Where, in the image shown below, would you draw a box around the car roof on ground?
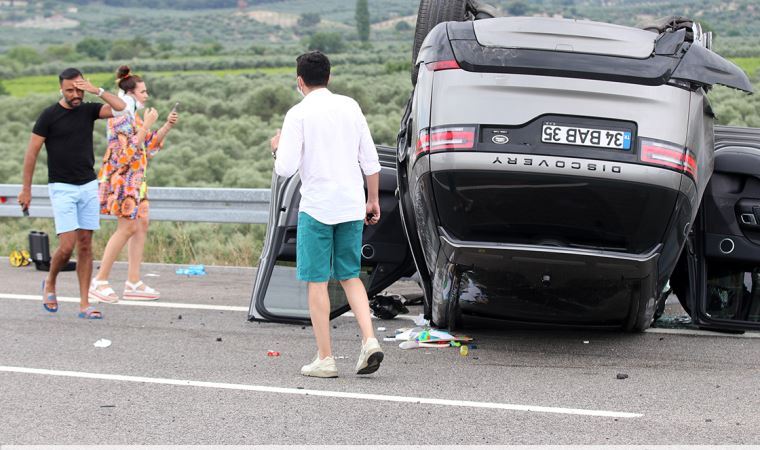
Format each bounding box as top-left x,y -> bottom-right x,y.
473,17 -> 658,59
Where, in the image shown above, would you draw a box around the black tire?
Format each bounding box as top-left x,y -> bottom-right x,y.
412,0 -> 467,86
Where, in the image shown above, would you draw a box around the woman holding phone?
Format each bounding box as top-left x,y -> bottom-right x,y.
89,66 -> 179,303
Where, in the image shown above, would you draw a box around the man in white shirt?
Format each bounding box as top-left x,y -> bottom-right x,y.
271,52 -> 383,378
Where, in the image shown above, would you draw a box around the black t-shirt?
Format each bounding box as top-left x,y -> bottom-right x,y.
33,103 -> 103,185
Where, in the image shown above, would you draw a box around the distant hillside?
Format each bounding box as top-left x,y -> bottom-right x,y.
61,0 -> 282,10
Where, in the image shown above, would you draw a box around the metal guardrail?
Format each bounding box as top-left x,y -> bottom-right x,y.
0,184 -> 272,223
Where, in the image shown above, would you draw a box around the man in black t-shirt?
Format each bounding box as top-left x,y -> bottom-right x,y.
18,69 -> 126,319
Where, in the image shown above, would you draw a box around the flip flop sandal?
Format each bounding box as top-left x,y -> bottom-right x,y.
42,280 -> 58,312
79,306 -> 103,320
87,278 -> 119,303
121,280 -> 161,300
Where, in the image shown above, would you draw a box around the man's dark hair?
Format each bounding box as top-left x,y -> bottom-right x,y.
296,51 -> 330,87
58,67 -> 82,84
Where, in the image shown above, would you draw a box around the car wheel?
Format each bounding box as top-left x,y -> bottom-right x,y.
412,0 -> 467,86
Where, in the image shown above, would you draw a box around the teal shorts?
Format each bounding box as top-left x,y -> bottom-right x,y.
296,212 -> 364,283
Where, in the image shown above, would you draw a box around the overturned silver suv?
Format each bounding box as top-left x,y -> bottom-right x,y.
250,0 -> 760,330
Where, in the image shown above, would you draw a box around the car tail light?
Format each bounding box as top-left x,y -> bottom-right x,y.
425,59 -> 460,72
417,126 -> 475,155
641,139 -> 697,180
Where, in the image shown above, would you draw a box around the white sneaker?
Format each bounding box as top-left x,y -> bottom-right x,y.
121,280 -> 161,300
301,354 -> 338,378
356,338 -> 384,375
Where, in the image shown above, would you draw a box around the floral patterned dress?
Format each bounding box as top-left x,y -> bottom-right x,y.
98,114 -> 163,219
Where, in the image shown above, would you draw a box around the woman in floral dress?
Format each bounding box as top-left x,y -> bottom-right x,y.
90,66 -> 178,303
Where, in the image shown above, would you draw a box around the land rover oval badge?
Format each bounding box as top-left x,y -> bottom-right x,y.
491,134 -> 509,144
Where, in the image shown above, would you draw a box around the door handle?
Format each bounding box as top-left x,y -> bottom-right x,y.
736,199 -> 760,229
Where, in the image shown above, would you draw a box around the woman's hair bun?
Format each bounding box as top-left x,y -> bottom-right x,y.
116,66 -> 132,80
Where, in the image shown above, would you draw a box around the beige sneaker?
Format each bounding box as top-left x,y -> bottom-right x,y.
356,338 -> 384,375
301,354 -> 338,378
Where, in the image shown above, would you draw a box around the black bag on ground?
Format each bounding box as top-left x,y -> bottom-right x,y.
29,231 -> 77,272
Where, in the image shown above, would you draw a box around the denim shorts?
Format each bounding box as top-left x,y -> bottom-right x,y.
296,212 -> 364,282
48,180 -> 100,234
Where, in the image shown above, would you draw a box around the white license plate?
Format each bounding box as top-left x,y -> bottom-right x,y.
541,123 -> 631,150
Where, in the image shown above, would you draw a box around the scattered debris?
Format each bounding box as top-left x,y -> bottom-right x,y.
369,294 -> 409,320
395,327 -> 472,350
652,314 -> 693,328
177,264 -> 206,276
398,341 -> 449,350
92,338 -> 111,348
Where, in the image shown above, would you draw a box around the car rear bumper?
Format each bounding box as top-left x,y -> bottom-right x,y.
433,228 -> 661,328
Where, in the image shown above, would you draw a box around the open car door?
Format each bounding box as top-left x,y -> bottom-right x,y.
688,127 -> 760,330
248,146 -> 415,324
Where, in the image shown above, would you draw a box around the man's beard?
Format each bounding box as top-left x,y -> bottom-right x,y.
64,97 -> 82,108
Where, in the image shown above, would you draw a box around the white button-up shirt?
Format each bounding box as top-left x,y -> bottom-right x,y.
274,88 -> 380,225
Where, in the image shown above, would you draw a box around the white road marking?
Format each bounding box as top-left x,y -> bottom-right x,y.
0,294 -> 248,311
0,294 -> 760,339
0,294 -> 415,320
0,366 -> 643,419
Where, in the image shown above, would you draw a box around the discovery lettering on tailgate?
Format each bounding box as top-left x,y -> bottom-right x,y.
492,156 -> 623,173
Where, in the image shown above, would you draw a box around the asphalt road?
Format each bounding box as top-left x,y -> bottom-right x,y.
0,259 -> 760,445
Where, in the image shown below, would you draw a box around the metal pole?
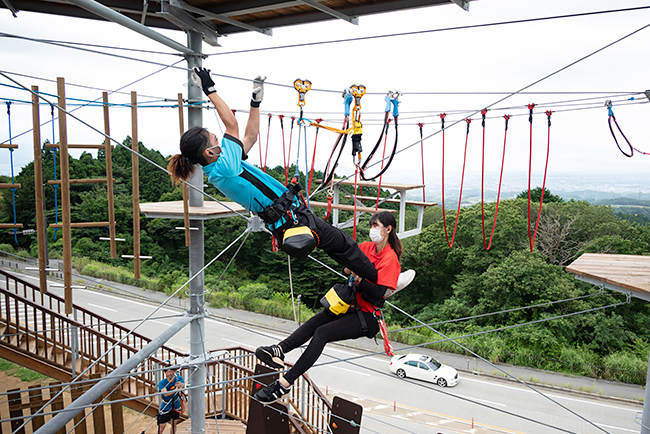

(REQUEST):
Copy all of the items above word for word, but leave out the pictures.

(COMPLETE RESPONSE):
Where, in the image shown below, would you draw a box around the car roof on ground?
Format each bounding box as top-left x,y -> bottom-right x,y.
473,17 -> 658,59
Where, in the image shown above, would you draw a box around the black tire?
Format each bounding box as top-left x,y -> bottom-right x,y.
412,0 -> 467,86
Where, in the image shown above, would you draw a box around the woman holding phone?
Format each bounding box as top-left x,y -> bottom-right x,y.
89,66 -> 179,303
Where, in the image shown above, would you draw a box around the man in white shirt?
Format each bounding box as top-left x,y -> bottom-right x,y.
271,52 -> 383,378
Where, in the image shown above, would you draw a box around the black t-shirt?
Format each bounding box as top-left x,y -> bottom-right x,y.
33,103 -> 103,185
Where, in the image shown above, would you draw a box around the distant hillside?
Format each bounding box as top-left x,y -> bottom-right x,y.
61,0 -> 282,10
Where, in the image shown above, would you draw a box around the metal guardrail?
Format each bounding box as top-left x,y -> bottom-right x,y.
0,184 -> 272,223
Where, in the image shown above, would you draw a box around the man in black t-shirt?
Format each bounding box as top-left x,y -> bottom-right x,y.
18,69 -> 126,319
Where, in the image shown above, would you draw a box around the flip flop sandal?
Format each bounding box as top-left x,y -> bottom-right x,y.
42,280 -> 58,312
79,306 -> 103,320
87,278 -> 119,303
121,280 -> 161,300
Where, in the image shown above, would you draw a box around the man's dark hair?
Format each bounding box as top-left x,y -> bottom-right x,y.
296,51 -> 330,87
58,67 -> 82,84
Where, in the image shown above, would you draw a box around the car wheel?
Format each bounding box as top-left x,y -> bottom-right x,y.
412,0 -> 467,86
Where, in the image shown above, would you draw a box around the teal shorts?
Format each bounding box as top-left x,y -> bottom-right x,y.
296,212 -> 364,283
Where, in the image shown above, would you draw a box around the overturned silver suv?
Format each bounding box as top-left x,y -> bottom-right x,y.
250,0 -> 760,330
Where, in the image shown above, would you draw a box around the car tail light?
Format each bounding box as top-left x,y -> bottom-right x,y.
425,59 -> 460,72
417,126 -> 475,155
641,139 -> 697,180
Where, in the image shown above, would you draw a box around the white sneaker?
Format each bounding box as top-left x,y -> bottom-right x,y.
121,280 -> 161,300
301,354 -> 338,378
356,338 -> 384,375
Where, in the image shown above, would you draw a box around the floral patterned dress?
Format each bounding box as top-left x,y -> bottom-right x,y.
98,114 -> 163,219
Where, in the image shown above, would you draw a box around the woman in floral dress?
Format each bounding box as top-left x,y -> bottom-right x,y.
90,66 -> 178,303
Where, in the image shown above, would you draw a box around the land rover oval badge?
Format each bounding box as top-left x,y -> bottom-right x,y.
491,134 -> 509,144
Where, in the image shown above, would you draw a box around the door handle?
Format each bounding box as top-left x,y -> bottom-right x,y.
736,199 -> 760,229
Where, in the image shown above, would you draw a box around the woman's hair bun?
Format each bounding box as top-left x,y -> bottom-right x,y.
116,66 -> 132,80
Where, in the image shown above, would you draw a box around the beige sneaker?
Format each bounding box as top-left x,y -> bottom-right x,y.
356,338 -> 384,375
301,354 -> 338,378
Where, in the image shown above, would you draw a box around the black bag on ground?
Format each bounding box as top-left x,y -> bottom-right x,y.
29,231 -> 77,272
Where, in the image shown above, would you draw a box around the denim shorts?
Format each bounding box as top-left x,y -> bottom-right x,y.
296,212 -> 364,282
48,180 -> 100,234
Where, in the image shown above, would you draw a box around the white license plate?
Format each bounding box as top-left x,y -> bottom-right x,y.
541,123 -> 631,150
Where, in the image shown above, would you draw a box around the scattered debris?
Format each bounding box as top-left x,y -> bottom-right x,y.
369,294 -> 409,320
395,327 -> 472,350
652,314 -> 693,328
177,264 -> 206,276
398,341 -> 449,350
92,338 -> 111,348
Where, in the image shown above, would you draw a box around the car rear bumper?
Format each bounding box as top-left x,y -> bottom-right x,y.
433,228 -> 661,328
Where, in the image shown above, would you draw a box around the open car door?
Format each bounding box as top-left x,y -> bottom-right x,y.
688,127 -> 760,330
248,146 -> 415,324
Where, in the image shown above, would you draw a box around the man's beard?
Format each bounding box as top-left x,y -> bottom-right x,y.
64,97 -> 82,108
Where, in the image shown above, would you draw a box around the white button-up shirt?
Format each bounding box as top-left x,y -> bottom-right x,y.
274,88 -> 380,225
Where, in the image shown above, would you draw a box around the white road marking?
Format each bounding box as top-left x,y -> bottom-right x,y.
0,294 -> 248,311
0,294 -> 760,339
0,294 -> 415,320
0,366 -> 643,419
Where, in the image shown above, would you draw a box around the discovery lettering on tailgate?
Format each bounding box as top-left x,y -> bottom-right x,y.
492,156 -> 623,173
Where, in the image shown above, would you draw a box around the asphalt road?
Format each bounding box as top-left x,y -> bottom-right x,y.
0,259 -> 760,445
Where, in the image shown below, would you draw a box around the metal pole?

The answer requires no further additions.